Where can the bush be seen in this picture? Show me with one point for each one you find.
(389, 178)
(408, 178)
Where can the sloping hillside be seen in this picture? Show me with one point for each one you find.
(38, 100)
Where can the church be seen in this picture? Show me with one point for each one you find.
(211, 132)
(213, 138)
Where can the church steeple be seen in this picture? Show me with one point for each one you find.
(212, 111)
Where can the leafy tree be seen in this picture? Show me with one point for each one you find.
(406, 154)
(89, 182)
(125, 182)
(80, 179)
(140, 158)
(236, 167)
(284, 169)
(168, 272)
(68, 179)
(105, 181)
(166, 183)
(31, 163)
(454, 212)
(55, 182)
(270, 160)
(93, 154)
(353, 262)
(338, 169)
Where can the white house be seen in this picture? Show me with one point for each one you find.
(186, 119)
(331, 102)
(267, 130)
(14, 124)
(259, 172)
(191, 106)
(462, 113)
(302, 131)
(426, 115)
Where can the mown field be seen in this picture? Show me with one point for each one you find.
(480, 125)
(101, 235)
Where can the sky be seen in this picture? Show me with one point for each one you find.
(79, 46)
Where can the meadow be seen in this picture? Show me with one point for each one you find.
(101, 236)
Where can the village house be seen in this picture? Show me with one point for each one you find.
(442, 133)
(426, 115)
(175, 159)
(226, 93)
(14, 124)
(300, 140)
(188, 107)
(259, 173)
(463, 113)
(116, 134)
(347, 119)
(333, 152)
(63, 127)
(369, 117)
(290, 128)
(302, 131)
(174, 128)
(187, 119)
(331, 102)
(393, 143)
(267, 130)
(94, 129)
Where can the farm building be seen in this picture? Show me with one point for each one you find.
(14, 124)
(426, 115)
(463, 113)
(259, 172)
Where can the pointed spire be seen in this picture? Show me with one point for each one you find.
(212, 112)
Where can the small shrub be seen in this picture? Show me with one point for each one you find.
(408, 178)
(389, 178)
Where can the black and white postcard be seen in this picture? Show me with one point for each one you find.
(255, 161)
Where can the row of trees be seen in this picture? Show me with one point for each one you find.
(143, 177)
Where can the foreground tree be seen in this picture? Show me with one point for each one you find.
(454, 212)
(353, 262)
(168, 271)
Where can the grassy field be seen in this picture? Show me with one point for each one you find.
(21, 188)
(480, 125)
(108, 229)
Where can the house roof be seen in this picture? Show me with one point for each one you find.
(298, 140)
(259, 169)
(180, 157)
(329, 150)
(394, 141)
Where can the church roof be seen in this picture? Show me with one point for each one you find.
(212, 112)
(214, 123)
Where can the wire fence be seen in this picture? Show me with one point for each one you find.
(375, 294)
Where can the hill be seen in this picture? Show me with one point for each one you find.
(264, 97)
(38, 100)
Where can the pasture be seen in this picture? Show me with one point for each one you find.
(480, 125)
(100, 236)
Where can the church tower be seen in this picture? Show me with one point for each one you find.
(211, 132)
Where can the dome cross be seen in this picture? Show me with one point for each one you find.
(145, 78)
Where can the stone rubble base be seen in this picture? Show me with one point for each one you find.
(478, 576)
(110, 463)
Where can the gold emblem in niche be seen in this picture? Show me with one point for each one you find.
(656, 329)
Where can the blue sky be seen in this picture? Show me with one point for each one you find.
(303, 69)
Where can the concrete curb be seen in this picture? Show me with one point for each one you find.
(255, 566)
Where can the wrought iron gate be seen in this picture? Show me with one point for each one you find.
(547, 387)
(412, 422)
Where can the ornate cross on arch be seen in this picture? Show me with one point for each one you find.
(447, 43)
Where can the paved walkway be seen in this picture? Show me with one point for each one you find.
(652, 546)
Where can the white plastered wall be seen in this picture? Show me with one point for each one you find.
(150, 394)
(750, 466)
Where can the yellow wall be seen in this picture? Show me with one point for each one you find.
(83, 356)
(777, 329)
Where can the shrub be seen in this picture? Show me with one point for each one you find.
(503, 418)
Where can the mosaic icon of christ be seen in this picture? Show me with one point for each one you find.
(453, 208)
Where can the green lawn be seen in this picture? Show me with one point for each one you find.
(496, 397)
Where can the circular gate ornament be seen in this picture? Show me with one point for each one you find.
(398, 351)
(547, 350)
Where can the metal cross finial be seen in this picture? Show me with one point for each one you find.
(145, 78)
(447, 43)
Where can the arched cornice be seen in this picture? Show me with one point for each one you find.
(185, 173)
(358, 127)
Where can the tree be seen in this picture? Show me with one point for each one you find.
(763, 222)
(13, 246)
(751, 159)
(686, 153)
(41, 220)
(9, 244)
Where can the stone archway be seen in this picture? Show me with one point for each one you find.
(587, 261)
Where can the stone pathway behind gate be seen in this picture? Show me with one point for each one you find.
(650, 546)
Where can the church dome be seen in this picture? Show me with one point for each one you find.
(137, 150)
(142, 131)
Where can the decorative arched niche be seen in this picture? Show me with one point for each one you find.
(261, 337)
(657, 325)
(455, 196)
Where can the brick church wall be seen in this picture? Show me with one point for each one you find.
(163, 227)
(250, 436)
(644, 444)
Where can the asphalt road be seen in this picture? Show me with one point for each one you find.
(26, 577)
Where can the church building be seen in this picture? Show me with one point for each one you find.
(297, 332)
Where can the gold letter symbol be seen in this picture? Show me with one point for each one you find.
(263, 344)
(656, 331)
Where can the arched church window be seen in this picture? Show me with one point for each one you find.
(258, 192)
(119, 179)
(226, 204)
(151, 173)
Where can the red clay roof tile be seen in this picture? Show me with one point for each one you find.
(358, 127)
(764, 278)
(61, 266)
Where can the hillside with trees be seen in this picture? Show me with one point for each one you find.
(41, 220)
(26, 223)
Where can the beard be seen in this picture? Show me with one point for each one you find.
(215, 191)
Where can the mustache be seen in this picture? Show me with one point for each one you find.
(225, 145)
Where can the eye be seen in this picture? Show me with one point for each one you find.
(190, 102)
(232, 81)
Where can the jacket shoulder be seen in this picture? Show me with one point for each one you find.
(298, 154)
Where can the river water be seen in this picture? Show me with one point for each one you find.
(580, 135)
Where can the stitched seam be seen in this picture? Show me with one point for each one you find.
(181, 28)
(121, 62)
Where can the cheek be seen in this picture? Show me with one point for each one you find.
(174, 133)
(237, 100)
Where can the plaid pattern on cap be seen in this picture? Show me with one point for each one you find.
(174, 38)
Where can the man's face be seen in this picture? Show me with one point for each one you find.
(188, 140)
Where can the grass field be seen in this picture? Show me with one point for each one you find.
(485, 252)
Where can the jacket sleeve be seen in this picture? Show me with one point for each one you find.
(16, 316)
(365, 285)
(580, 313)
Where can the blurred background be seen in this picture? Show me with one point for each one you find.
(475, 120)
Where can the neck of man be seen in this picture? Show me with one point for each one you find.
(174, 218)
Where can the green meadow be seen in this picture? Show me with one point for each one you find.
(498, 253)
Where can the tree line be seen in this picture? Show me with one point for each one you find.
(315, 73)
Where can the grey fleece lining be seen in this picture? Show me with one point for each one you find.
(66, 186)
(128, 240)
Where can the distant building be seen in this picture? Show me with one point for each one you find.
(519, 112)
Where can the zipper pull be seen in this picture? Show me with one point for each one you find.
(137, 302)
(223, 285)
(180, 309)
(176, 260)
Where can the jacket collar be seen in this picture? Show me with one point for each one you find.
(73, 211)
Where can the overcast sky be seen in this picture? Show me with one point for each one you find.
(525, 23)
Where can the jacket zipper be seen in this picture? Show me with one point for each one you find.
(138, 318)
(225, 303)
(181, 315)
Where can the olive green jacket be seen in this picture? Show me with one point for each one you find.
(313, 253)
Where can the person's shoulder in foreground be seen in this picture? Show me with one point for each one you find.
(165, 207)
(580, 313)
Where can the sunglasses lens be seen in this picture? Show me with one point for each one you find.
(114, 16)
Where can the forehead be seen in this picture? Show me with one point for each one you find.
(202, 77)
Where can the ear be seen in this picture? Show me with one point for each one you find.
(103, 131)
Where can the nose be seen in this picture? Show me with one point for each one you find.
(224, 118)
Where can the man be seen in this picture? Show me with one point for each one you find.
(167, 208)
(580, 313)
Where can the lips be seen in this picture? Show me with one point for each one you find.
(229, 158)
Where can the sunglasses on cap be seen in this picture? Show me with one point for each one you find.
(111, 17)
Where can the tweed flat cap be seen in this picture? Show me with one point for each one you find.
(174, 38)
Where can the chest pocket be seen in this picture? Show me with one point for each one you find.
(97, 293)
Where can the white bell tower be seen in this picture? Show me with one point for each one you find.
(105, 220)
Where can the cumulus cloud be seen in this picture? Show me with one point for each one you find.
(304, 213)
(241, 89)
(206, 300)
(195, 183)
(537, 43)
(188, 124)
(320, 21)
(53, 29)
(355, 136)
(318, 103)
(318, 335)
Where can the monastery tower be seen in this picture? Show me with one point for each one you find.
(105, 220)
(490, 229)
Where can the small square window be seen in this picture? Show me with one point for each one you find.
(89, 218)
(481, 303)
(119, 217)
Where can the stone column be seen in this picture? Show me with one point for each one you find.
= = = =
• **What you will do**: Exactly and only the lines from the one containing "Where can the jacket collar" through the end of the material are to be reproduced, both ends included.

• **Written response**:
Where can the jacket collar be seen in this picture? Show me with one point for each one you find.
(73, 211)
Where can the overcast sky be seen in this picture? Show me with one point for each one you find.
(525, 23)
Where can the jacket zipper be seen in this picture? Show me with one point for each one you find.
(138, 318)
(225, 303)
(181, 315)
Where can the olive green jacket be seen in this picture? Show me with one point for each one you find.
(313, 253)
Where can the person's shoulder in foreground be seen in this picture? Show me with one point for each one you find.
(165, 207)
(580, 313)
Where can the sunglasses lens be seen in this picture? Show me with one point for each one you find.
(114, 16)
Where can the forehead be seen in this picture? Show me with one point for each one you find.
(202, 77)
Where can the ear be seen in this picture? Show me with one point for each one you find.
(103, 131)
Where can the nose be seen in this picture? Show me with one point for each one you find.
(224, 118)
Where can the man be seen in this picture? Show me with one point for each one you find.
(167, 208)
(580, 313)
Where can the lips be seen in this picture? Show me with one point for each one you find.
(229, 158)
Where can the sunglasses on cap be seen in this picture? Show me with one point for each one you find.
(111, 17)
Where can the tweed flat cap be seen in this picture? Show me with one point for each one you find.
(174, 38)
Where can the chest pocket be seen in this picture? Show me with one point for each one you find.
(97, 293)
Where can the white bell tower be seen in this picture? Show me with one point for each one you find.
(105, 220)
Where can the cumulus cloud be seen in this picture? Show me with one point for each one you find.
(304, 213)
(241, 89)
(206, 300)
(195, 183)
(537, 43)
(188, 124)
(320, 21)
(53, 29)
(355, 136)
(318, 103)
(318, 335)
Where can the monastery tower be seen in this picture? Show me with one point for each one you find.
(105, 220)
(490, 229)
Where can the small square window be seen in this picture? Show me with one point for each one you find.
(89, 218)
(481, 303)
(119, 217)
Where can the stone column be seen in this picture? Show me with one point for each one you find.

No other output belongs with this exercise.